Directive: Render all of the data below as a JSON list of strings, one string per line, omitting blank lines.

[Entries from a point annotation set]
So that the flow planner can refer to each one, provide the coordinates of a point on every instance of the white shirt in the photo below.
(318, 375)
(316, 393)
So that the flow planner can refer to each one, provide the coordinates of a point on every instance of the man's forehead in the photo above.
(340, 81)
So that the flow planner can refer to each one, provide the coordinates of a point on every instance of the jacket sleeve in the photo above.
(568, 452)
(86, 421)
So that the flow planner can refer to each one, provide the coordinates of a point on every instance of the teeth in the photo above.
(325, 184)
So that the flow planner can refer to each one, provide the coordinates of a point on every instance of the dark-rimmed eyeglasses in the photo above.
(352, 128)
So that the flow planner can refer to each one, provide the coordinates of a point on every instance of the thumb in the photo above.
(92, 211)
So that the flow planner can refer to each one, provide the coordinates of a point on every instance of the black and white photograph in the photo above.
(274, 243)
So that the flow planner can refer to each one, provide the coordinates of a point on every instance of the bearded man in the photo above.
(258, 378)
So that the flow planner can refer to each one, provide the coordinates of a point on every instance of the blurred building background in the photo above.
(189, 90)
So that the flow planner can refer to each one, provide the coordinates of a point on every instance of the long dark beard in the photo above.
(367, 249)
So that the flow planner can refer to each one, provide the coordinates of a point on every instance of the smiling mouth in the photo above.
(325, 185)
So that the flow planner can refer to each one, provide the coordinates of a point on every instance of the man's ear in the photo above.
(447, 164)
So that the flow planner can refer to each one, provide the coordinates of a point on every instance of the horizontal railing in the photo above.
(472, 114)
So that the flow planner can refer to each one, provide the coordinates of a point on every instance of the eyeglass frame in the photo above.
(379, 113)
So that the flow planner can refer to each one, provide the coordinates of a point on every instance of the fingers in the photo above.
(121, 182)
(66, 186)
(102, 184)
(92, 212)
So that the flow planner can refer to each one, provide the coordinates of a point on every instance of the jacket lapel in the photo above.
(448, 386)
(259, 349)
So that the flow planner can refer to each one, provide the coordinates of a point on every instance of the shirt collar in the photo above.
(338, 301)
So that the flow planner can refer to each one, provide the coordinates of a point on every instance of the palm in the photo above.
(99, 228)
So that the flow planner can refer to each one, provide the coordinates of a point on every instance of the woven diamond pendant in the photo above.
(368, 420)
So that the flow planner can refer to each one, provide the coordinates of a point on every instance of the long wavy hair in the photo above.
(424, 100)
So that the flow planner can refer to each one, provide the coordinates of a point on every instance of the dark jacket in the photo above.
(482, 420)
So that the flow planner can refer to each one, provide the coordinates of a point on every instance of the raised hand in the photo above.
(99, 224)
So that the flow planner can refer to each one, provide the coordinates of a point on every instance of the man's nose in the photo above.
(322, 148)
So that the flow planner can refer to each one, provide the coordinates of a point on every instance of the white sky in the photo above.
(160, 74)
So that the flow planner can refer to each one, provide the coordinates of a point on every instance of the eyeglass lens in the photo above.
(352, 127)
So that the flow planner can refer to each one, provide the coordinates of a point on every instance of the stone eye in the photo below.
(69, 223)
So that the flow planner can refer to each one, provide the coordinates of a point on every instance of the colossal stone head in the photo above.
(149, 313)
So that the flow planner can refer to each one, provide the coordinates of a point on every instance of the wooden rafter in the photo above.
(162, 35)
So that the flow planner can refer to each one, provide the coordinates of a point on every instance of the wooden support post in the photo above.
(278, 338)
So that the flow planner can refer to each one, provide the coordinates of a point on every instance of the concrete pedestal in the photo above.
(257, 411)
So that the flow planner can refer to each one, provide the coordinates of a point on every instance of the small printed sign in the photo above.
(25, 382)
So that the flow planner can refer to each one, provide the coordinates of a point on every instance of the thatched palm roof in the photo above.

Answer to this exercise:
[
  "So that the flow planner can refer to each one, provide the coordinates of a point on every instance of the white shirt in the photo below.",
  "(318, 375)",
  "(316, 393)",
  "So that the flow planner can refer to each one, provide the coordinates of a point on every instance of the man's forehead in the photo above.",
  "(340, 81)",
  "So that the flow planner can refer to each one, provide the coordinates of a point on every instance of the jacket sleeve in the photo above.",
  "(568, 452)",
  "(86, 421)",
  "So that the flow planner can refer to each one, provide the coordinates of a point on every instance of the teeth in the photo above.",
  "(325, 184)",
  "So that the flow planner can refer to each one, provide the coordinates of a point on every instance of the dark-rimmed eyeglasses in the photo above.",
  "(352, 128)",
  "So that the flow planner can refer to each one, provide the coordinates of a point on every instance of the thumb in the photo above.",
  "(92, 211)",
  "So that the flow planner can refer to each one, provide the coordinates of a point on every instance of the black and white photograph in the photo above.",
  "(274, 243)",
  "So that the flow planner can refer to each one, provide the coordinates of a point on every instance of the bearded man in the photo above.",
  "(258, 378)",
  "So that the flow planner can refer to each one, provide the coordinates of a point on every instance of the blurred building background in the photo above.",
  "(189, 90)",
  "So that the flow planner can refer to each one, provide the coordinates of a point on every instance of the long dark beard in the photo above.",
  "(367, 249)",
  "So that the flow planner can refer to each one, provide the coordinates of a point on every instance of the smiling mouth in the photo above.",
  "(325, 185)",
  "So that the flow planner can refer to each one, provide the coordinates of a point on every instance of the man's ear in the photo above.",
  "(447, 164)",
  "So that the flow planner can refer to each one, provide the coordinates of a point on every instance of the horizontal railing in the photo above.",
  "(472, 114)",
  "So that the flow planner can refer to each one, provide the coordinates of a point on every instance of the eyeglass frame in the photo above.",
  "(379, 113)",
  "So that the flow planner can refer to each one, provide the coordinates of a point on every instance of the fingers in the photo above.",
  "(121, 182)",
  "(66, 186)",
  "(102, 184)",
  "(92, 212)",
  "So that the flow planner can refer to each one, provide the coordinates of a point on every instance of the jacket lapel in the photo above.",
  "(448, 386)",
  "(259, 349)",
  "So that the flow planner can refer to each one, provide the coordinates of a point on every instance of the shirt collar in the photo above.",
  "(338, 301)",
  "So that the flow planner can refer to each one, provide the coordinates of a point on every instance of the palm in the photo above.",
  "(99, 228)",
  "So that the flow planner can refer to each one, provide the coordinates of a point on every instance of the woven diamond pendant in the photo above.",
  "(368, 420)",
  "So that the flow planner can refer to each one, provide the coordinates of a point on every instance of the long wavy hair in the photo above.",
  "(424, 100)",
  "So that the flow planner can refer to each one, provide the coordinates of a point on every instance of the dark jacket in the photo above.",
  "(482, 420)",
  "So that the flow planner can refer to each one, provide the coordinates of a point on every instance of the raised hand in the photo above.",
  "(99, 224)",
  "So that the flow planner can refer to each one, provide the coordinates of a point on every instance of the man's nose in the photo above.",
  "(322, 148)",
  "So that the flow planner can refer to each one, provide the coordinates of a point on every instance of the white sky in the photo above.",
  "(160, 74)",
  "So that the flow planner can refer to each one, provide the coordinates of a point on every instance of the eyeglass lens in the photo above.",
  "(352, 127)",
  "So that the flow planner can refer to each one, provide the coordinates of a point on every instance of the stone eye in the photo below.",
  "(69, 223)",
  "So that the flow planner can refer to each one, provide the coordinates of a point on every instance of the colossal stone head in the photo above.",
  "(149, 313)",
  "So that the flow planner can refer to each one, provide the coordinates of a point on every instance of the wooden rafter in the photo above.",
  "(162, 35)",
  "So that the flow planner can refer to each one, provide the coordinates of a point on every instance of the wooden support post in the photo above.",
  "(278, 338)",
  "So that the flow planner can refer to each one, provide the coordinates of a point on every instance of the concrete pedestal in the photo above.",
  "(257, 411)",
  "So that the flow planner can refer to each one, provide the coordinates of a point on every instance of the small printed sign in the photo above.",
  "(25, 382)",
  "So that the flow planner can refer to each one, provide the coordinates of a point on every instance of the thatched palm roof in the photo above."
]